Selected passage:
|---|

You're not overreacting. Your therapist is right, and your mom, while well-meaning, is missing the point entirely.

Let me be direct: your wife isn't worried about your health. If she were, she'd express it once, seriously, and then drop it. She wouldn't make it a daily comedy bit. What she's actually doing is expressing contempt—and contempt is one of the Four Horsemen of relationship death, according to every researcher who studies why marriages fail. Contempt sounds like mockery, eye-rolling, and "just joking" comments that land like small cuts.

Here's the part that's on you: you've been letting her do this for a year. You've asked her to stop, she's dismissed you, and you've... asked again politely? That's not a boundary. That's a suggestion. Boundaries have consequences.

The weight itself? Irrelevant to this conversation. You could lose all 30 pounds tomorrow and I guarantee she'd find something else to critique—your hairline, your career, how you load the dishwasher. People who weaponize "concern" don't actually care about the thing they're critiquing. They care about control and feeling superior.

|---|

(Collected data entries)
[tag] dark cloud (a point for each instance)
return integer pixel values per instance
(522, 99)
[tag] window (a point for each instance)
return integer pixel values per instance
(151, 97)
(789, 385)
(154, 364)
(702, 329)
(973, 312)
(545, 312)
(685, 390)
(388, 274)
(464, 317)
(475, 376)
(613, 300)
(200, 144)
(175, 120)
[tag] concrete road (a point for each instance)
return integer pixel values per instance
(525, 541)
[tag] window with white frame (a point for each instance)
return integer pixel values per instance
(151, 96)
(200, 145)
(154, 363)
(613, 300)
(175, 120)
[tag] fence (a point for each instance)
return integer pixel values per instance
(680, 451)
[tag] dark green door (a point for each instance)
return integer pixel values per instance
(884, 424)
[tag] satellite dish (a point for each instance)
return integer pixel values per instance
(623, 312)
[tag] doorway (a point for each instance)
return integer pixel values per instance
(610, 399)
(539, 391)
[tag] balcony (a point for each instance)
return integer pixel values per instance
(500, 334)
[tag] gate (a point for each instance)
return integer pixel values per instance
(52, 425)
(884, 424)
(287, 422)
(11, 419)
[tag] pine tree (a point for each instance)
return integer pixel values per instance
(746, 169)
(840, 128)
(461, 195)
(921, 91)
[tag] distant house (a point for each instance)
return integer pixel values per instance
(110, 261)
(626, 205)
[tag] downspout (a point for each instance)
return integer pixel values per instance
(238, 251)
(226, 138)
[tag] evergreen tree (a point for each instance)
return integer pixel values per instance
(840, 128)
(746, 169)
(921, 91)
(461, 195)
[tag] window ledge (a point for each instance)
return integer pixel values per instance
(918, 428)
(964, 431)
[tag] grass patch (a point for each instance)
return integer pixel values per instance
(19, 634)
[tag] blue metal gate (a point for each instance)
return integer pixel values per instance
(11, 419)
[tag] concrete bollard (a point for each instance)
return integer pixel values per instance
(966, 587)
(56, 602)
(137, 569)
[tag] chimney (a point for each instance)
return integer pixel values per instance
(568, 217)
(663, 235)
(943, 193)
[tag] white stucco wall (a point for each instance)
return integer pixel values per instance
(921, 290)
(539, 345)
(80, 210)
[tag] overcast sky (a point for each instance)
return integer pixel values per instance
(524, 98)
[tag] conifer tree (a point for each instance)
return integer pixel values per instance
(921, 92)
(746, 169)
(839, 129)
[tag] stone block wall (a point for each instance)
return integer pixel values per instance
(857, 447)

|---|

Tasks to carry out:
A. According to the advice passage, for how long has the reader been letting his wife make these comments?
B. List the things that the advice passage says the wife would criticize instead if the weight were lost.
C. Reproduce word for word the portion of the advice passage starting with "Let me be direct: your" and going on through "Boundaries have consequences.".
These entries were gathered from a different source than the advice passage.

Task-by-task solutions:
A. For a year.

B.
- The hairline
- The career
- How the dishwasher is loaded

C.
Let me be direct: your wife isn't worried about your health. If she were, she'd express it once, seriously, and then drop it. She wouldn't make it a daily comedy bit. What she's actually doing is expressing contempt—and contempt is one of the Four Horsemen of relationship death, according to every researcher who studies why marriages fail. Contempt sounds like mockery, eye-rolling, and "just joking" comments that land like small cuts.

Here's the part that's on you: you've been letting her do this for a year. You've asked her to stop, she's dismissed you, and you've... asked again politely? That's not a boundary. That's a suggestion. Boundaries have consequences.